§ **TRECHO DO TEXTO**:

════════════════════

PAPA BENTO XVI AUDIÊNCIA GERAL
Sala Paulo VI Quarta-feira, 30 de
Janeiro de 2013
«Creio em
Deus Pai Todo-Poderoso»
Queridos
irmãos e irmãs,
Na catequese de quarta feira passada, detivemo-nos
sobre as palavras iniciais do Credo: «Creio em Deus». Mas a profissão de fé
esclarece esta afirmação: Deus é o Pai Todo-Poderoso, Criador do céu e da
terra. Portanto, agora gostaria de meditar convosco sobre a primeira e
fundamental definição de Deus que o Credo nos apresenta: Ele é Pai.

════════════════════

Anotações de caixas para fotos
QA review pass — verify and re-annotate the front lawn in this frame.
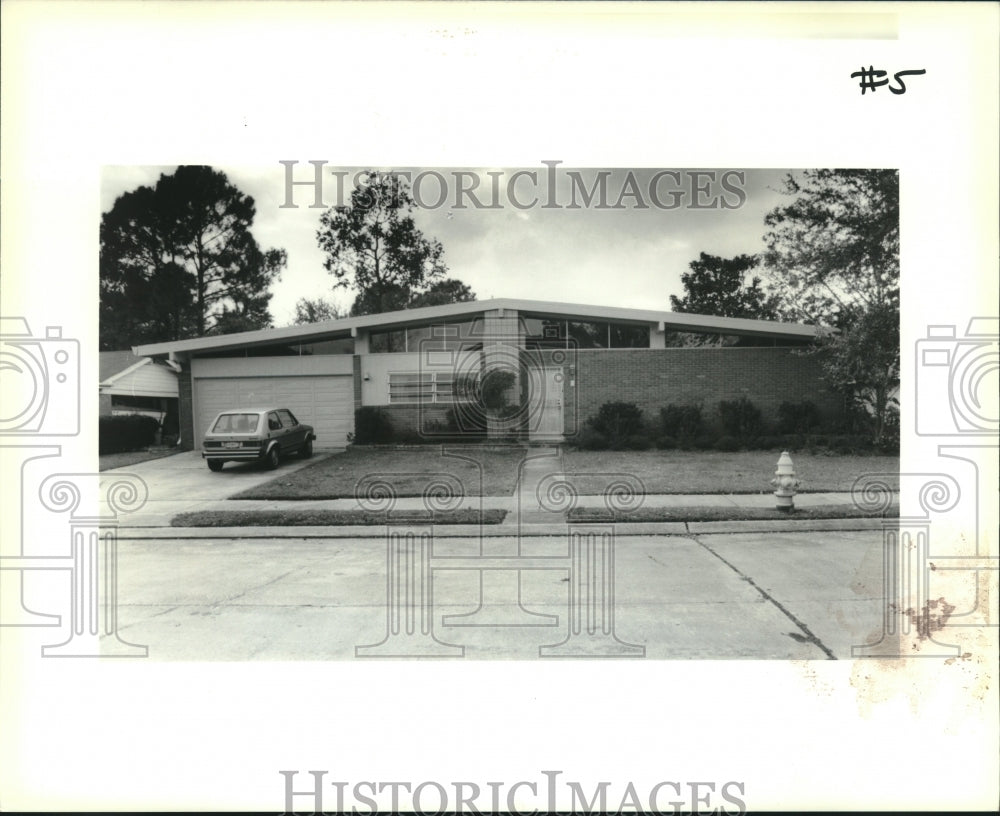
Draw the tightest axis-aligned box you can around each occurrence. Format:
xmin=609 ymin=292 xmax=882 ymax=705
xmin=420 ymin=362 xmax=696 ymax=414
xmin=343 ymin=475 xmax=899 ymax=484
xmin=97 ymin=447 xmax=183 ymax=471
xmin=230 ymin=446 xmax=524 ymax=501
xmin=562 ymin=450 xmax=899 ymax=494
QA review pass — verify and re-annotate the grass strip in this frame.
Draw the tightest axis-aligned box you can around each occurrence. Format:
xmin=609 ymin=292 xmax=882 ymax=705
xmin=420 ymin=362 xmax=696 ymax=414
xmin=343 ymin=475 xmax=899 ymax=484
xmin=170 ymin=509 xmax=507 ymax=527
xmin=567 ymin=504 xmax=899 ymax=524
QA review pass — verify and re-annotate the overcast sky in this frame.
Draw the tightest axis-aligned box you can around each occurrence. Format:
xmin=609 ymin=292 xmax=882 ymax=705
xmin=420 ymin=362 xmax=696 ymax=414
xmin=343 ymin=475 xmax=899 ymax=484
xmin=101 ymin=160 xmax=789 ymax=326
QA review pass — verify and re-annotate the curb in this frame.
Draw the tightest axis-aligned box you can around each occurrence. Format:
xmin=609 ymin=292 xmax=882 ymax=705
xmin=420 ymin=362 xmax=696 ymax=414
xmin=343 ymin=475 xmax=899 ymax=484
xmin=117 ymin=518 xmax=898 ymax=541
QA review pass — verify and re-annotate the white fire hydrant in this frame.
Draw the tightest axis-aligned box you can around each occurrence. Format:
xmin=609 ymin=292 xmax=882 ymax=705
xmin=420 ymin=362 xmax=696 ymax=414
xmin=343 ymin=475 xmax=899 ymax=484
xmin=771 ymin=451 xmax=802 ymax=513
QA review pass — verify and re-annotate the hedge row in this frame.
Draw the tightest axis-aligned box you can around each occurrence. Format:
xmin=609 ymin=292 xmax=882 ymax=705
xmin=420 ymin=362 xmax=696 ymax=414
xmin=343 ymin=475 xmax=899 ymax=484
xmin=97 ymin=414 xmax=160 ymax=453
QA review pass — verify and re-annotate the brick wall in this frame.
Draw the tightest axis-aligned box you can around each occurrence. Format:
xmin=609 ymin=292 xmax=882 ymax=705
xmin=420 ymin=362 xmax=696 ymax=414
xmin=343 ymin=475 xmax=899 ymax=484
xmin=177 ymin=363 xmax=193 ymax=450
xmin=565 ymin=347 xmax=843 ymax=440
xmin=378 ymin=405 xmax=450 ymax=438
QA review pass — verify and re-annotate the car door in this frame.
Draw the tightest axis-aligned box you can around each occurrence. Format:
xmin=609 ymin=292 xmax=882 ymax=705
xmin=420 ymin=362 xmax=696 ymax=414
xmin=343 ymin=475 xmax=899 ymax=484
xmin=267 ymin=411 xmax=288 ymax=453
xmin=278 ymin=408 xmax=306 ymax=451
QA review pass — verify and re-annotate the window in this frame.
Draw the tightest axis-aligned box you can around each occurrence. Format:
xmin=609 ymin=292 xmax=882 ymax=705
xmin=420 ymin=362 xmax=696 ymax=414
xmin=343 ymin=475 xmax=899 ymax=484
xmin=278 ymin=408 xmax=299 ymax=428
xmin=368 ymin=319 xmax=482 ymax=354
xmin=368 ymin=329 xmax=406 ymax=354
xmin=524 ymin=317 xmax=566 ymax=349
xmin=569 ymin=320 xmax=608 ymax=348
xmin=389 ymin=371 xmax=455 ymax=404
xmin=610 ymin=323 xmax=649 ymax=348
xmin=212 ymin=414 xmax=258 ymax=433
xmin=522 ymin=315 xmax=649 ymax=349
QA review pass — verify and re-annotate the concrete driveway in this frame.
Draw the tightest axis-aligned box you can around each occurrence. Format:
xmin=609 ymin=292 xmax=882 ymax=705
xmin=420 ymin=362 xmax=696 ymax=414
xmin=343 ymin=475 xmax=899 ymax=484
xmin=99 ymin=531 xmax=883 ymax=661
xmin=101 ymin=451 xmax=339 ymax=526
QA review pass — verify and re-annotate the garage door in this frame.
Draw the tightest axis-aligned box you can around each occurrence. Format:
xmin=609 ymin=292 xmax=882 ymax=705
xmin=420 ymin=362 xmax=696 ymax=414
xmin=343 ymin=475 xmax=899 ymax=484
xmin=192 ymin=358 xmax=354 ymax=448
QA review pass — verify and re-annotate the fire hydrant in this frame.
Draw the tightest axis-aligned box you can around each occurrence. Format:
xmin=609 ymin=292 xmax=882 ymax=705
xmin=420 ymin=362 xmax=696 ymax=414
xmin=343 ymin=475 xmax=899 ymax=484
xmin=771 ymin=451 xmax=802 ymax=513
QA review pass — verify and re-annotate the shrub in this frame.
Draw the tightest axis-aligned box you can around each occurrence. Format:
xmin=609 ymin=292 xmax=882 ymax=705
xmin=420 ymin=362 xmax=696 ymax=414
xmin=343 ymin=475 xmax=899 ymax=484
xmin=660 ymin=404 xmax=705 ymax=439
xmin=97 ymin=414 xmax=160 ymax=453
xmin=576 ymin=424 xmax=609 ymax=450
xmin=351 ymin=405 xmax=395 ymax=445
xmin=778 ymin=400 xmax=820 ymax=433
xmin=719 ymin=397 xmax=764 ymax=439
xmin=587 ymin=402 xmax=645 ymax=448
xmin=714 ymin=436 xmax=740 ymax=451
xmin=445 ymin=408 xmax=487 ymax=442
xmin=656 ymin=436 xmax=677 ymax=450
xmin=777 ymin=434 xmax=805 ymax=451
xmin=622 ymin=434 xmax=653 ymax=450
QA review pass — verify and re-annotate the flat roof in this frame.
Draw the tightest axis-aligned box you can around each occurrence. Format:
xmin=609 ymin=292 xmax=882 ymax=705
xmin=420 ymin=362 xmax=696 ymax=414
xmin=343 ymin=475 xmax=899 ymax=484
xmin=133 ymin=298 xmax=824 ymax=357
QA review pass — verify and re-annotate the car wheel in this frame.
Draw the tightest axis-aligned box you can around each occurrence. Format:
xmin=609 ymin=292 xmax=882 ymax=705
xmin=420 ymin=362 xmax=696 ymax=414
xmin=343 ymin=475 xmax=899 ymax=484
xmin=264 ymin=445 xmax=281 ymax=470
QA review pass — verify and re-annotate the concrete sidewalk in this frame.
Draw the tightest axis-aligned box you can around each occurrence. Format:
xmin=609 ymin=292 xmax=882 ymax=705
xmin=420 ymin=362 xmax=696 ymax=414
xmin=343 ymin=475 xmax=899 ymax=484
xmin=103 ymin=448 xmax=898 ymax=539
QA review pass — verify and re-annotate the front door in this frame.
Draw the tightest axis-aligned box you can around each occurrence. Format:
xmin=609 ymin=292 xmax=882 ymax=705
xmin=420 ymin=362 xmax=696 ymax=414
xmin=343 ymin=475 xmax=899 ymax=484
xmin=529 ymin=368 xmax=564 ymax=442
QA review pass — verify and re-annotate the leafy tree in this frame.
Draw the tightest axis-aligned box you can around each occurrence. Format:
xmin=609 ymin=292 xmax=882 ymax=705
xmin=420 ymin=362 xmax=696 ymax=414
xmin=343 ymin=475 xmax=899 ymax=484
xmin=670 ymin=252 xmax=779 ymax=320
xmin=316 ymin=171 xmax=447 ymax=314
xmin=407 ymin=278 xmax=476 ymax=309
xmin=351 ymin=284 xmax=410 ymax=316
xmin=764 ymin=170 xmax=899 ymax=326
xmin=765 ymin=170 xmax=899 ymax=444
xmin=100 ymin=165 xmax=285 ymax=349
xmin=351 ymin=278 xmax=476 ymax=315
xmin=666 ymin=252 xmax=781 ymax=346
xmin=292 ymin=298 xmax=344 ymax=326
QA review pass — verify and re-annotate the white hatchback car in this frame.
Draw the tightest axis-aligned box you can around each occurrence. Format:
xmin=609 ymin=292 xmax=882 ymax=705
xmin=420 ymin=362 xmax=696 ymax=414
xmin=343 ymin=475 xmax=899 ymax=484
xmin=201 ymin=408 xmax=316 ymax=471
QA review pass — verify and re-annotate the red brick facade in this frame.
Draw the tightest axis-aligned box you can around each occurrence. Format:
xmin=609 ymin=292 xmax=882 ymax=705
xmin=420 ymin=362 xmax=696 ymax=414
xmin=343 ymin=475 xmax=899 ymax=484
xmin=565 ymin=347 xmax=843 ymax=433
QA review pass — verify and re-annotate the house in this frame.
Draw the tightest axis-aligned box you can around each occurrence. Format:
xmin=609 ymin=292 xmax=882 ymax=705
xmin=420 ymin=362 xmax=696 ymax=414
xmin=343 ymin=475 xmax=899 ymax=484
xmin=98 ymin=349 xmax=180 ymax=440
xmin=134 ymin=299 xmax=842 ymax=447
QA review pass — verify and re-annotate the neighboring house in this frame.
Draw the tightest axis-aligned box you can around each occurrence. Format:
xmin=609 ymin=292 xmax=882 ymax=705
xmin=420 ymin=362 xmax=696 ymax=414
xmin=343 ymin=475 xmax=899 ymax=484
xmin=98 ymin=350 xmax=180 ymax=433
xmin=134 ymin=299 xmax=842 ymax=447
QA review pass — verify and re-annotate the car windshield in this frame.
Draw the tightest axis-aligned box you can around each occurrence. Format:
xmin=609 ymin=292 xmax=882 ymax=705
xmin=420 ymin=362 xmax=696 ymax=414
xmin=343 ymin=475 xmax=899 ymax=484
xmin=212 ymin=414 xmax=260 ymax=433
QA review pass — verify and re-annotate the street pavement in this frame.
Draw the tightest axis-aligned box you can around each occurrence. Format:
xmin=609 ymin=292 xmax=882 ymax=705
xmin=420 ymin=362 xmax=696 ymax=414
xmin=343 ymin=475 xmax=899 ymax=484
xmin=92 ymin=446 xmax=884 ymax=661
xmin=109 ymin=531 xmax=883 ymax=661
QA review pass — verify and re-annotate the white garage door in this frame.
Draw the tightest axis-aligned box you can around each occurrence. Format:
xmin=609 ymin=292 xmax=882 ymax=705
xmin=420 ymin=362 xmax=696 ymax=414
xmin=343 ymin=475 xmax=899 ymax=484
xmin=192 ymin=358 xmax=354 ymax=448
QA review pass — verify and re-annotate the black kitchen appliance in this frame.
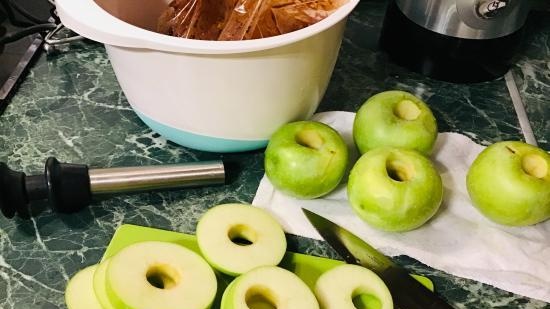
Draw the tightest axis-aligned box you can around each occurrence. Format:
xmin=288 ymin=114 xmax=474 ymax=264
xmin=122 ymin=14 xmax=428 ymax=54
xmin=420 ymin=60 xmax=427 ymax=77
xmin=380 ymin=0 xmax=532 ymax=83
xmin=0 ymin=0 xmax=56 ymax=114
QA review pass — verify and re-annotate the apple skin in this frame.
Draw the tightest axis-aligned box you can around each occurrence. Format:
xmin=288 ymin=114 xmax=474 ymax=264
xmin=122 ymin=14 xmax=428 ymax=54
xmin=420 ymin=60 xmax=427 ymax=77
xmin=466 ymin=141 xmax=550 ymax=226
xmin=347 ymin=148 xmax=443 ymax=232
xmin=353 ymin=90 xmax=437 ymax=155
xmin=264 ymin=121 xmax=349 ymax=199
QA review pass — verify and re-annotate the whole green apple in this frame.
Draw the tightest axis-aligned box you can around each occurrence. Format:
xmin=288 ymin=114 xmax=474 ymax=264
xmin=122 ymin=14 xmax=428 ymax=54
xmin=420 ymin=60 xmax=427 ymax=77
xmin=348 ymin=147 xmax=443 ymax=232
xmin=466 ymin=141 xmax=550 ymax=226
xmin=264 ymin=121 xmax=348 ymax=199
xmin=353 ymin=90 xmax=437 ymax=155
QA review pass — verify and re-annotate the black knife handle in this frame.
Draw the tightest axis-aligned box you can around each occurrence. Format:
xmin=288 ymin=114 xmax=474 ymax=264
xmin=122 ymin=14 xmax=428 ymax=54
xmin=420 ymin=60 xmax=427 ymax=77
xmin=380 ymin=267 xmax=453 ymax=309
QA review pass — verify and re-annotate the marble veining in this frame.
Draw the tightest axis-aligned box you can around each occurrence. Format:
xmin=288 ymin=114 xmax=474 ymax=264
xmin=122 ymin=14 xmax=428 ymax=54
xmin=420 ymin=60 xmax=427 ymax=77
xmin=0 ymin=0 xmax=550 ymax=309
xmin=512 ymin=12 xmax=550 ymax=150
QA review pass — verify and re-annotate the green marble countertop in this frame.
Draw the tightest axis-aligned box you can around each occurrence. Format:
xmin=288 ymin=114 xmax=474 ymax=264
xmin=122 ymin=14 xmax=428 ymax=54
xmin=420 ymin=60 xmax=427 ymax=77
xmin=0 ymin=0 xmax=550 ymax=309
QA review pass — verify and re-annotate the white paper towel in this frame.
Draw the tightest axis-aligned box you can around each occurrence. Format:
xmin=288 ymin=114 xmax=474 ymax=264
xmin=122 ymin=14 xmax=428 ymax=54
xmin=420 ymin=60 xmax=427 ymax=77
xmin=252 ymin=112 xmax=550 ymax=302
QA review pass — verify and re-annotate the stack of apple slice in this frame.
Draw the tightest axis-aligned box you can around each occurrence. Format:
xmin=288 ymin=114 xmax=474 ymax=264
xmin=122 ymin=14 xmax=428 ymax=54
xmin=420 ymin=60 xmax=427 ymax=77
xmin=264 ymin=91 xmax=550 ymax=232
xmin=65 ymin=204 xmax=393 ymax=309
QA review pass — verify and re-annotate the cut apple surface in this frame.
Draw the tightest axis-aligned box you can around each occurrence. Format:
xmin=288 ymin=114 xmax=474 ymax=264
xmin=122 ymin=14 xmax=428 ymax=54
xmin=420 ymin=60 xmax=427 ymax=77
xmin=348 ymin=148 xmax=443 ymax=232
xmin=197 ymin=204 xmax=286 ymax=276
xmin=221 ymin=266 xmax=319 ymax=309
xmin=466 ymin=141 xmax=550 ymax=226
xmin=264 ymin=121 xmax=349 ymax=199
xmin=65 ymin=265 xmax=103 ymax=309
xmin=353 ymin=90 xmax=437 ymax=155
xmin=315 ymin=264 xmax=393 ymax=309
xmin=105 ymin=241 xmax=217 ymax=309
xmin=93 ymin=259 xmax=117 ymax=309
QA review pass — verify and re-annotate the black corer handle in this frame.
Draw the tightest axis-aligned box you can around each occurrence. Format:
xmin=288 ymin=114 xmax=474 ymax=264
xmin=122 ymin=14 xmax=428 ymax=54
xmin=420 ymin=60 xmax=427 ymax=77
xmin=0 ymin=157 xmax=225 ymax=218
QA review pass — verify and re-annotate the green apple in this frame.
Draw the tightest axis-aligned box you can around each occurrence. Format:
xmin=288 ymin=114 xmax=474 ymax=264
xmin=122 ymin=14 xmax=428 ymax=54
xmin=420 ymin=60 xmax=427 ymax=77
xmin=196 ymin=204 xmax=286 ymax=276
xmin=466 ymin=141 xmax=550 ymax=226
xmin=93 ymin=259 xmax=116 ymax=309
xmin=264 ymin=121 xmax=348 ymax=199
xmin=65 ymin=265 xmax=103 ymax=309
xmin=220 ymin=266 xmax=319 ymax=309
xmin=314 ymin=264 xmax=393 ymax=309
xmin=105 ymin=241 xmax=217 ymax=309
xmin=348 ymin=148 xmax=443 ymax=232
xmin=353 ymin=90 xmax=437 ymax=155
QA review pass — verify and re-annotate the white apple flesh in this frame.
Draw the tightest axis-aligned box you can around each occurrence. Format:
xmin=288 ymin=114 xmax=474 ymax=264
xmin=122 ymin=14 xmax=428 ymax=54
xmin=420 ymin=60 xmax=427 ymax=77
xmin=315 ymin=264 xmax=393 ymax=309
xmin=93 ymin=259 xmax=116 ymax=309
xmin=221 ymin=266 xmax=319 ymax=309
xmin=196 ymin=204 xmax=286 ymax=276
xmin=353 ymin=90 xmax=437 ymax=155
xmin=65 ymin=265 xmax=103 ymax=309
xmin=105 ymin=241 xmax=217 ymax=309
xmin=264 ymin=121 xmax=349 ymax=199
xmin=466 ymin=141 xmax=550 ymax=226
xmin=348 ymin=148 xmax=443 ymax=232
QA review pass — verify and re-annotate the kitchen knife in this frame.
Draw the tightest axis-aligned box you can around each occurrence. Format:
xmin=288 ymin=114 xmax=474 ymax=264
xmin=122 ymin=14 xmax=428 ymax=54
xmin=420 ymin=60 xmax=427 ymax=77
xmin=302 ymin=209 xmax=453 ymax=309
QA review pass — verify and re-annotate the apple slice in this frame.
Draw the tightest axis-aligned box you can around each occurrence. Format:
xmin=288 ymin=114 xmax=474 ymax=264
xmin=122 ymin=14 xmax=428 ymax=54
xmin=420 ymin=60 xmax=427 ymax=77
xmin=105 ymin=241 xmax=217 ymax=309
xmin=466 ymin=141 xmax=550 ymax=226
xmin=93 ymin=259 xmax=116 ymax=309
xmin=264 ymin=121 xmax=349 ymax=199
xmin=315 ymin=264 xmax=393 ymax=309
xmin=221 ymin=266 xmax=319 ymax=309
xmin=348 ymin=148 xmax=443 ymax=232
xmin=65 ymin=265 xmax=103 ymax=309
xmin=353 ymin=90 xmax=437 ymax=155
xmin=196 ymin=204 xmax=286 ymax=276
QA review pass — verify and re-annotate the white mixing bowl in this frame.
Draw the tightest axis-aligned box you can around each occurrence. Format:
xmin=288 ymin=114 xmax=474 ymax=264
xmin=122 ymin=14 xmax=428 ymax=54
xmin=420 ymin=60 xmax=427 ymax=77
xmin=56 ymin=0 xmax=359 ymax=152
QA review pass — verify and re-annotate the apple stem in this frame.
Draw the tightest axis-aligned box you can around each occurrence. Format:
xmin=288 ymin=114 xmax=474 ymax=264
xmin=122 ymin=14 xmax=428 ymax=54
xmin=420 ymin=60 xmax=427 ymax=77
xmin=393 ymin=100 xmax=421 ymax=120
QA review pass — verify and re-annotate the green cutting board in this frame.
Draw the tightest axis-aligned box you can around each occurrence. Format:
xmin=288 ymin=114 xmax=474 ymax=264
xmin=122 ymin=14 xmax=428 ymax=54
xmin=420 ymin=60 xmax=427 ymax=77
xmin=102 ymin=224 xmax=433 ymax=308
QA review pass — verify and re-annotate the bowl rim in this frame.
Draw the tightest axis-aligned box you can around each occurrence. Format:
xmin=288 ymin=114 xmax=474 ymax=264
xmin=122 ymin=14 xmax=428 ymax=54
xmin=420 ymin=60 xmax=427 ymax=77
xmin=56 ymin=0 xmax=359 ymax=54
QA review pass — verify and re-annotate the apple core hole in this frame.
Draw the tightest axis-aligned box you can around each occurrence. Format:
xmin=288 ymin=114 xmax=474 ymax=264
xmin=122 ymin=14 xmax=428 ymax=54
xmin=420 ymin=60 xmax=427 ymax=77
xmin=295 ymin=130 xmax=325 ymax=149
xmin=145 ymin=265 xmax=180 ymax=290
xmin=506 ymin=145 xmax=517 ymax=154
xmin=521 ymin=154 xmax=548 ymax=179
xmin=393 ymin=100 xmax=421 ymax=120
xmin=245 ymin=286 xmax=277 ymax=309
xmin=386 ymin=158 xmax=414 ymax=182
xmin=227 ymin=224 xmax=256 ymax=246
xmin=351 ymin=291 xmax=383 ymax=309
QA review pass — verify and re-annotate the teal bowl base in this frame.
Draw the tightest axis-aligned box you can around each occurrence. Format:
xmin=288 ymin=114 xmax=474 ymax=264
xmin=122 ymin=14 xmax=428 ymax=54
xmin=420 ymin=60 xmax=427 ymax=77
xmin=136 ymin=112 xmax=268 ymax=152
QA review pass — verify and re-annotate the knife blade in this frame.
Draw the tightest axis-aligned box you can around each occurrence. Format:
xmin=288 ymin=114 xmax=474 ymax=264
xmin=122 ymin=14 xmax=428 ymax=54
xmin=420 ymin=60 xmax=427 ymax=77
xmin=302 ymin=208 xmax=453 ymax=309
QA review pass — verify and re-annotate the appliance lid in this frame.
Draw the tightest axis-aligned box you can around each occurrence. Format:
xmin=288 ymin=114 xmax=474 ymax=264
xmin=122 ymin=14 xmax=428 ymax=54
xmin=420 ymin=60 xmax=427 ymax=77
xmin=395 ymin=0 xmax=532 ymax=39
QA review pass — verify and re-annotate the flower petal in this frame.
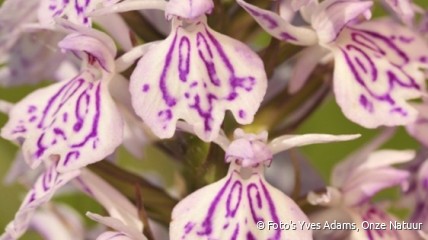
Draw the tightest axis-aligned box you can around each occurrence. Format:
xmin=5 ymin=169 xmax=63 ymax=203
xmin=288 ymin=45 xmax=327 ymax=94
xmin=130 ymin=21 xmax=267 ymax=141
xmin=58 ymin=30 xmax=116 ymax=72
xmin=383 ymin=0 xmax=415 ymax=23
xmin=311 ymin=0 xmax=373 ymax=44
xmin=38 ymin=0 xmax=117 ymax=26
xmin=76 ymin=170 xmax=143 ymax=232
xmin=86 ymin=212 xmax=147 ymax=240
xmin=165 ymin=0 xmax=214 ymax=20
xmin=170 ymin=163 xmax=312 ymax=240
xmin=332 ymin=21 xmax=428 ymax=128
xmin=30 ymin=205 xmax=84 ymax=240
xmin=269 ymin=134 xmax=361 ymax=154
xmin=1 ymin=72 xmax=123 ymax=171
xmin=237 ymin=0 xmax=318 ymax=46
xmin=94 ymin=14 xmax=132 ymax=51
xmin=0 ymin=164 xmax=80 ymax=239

════════════════════

No trecho da catequese sobre o Credo, a profissão de fé esclarece a afirmação «Creio em Deus». Liste as designações que ela dá a Deus nessa frase, tratando «Pai» e «Todo-Poderoso» como designações separadas.

§ **RESPOSTA COMPLETA**:
- Pai
- Todo-Poderoso
- Criador do céu e da terra